Start of Given records

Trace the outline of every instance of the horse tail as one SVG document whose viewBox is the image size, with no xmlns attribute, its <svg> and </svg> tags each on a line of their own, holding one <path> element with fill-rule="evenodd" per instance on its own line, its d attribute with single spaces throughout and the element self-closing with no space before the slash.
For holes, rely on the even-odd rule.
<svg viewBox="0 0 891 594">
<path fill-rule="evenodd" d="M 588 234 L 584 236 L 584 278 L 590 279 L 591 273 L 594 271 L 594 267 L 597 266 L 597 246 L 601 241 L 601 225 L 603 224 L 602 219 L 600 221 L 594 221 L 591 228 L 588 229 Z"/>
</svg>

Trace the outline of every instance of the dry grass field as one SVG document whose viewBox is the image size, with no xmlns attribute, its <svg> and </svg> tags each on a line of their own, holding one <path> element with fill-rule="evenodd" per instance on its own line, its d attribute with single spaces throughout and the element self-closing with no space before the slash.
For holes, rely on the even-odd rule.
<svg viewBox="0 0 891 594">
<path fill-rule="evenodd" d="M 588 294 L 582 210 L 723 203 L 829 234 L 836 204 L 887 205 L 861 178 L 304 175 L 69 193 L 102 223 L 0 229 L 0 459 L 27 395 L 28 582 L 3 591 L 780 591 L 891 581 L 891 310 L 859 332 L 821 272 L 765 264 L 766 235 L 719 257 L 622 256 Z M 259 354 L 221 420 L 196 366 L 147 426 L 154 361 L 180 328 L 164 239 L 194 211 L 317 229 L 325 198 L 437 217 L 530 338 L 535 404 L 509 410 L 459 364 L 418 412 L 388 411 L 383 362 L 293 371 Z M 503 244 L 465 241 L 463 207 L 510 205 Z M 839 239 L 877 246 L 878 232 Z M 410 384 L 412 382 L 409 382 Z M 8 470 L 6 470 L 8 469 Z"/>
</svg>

End of Given records

- _What to work on_
Output the records above in their entirety, exactly.

- _Output of the exercise_
Trace the outline of every instance of the horse tail as one SVG document whose viewBox is the image size, with no xmlns attribute, its <svg> and </svg> tags each on a line of their own, holding one <path> element with fill-rule="evenodd" per instance on its own line, its d attribute with single spaces throughout and the element self-closing with no space before the slash.
For holes, rely on the even-odd rule.
<svg viewBox="0 0 891 594">
<path fill-rule="evenodd" d="M 588 234 L 584 236 L 584 278 L 590 279 L 591 273 L 594 271 L 594 267 L 597 266 L 597 246 L 601 241 L 601 225 L 603 224 L 602 219 L 600 221 L 594 221 L 591 228 L 588 229 Z"/>
</svg>

Trace the outline of every instance of the dry grass field as one SVG document whose viewBox is the image size, with no xmlns attribute, its <svg> and </svg> tags each on a line of their own, holding one <path> element with fill-rule="evenodd" per instance on its own line, its d attribute with single spaces throughout and the element self-closing with no space before the slash.
For holes, rely on the even-odd rule.
<svg viewBox="0 0 891 594">
<path fill-rule="evenodd" d="M 588 294 L 582 210 L 723 203 L 829 234 L 836 204 L 887 205 L 861 178 L 304 175 L 69 193 L 102 223 L 0 229 L 0 459 L 27 395 L 28 582 L 3 591 L 780 591 L 891 581 L 891 310 L 859 332 L 821 272 L 765 264 L 766 235 L 719 257 L 622 256 Z M 259 354 L 221 420 L 196 366 L 147 426 L 154 361 L 180 328 L 164 239 L 194 211 L 317 229 L 325 198 L 437 217 L 530 338 L 535 404 L 509 410 L 459 364 L 418 412 L 388 411 L 383 362 L 293 371 Z M 503 244 L 465 241 L 463 207 L 510 205 Z M 839 239 L 877 246 L 878 232 Z M 410 384 L 412 382 L 409 382 Z M 8 470 L 6 470 L 8 469 Z"/>
</svg>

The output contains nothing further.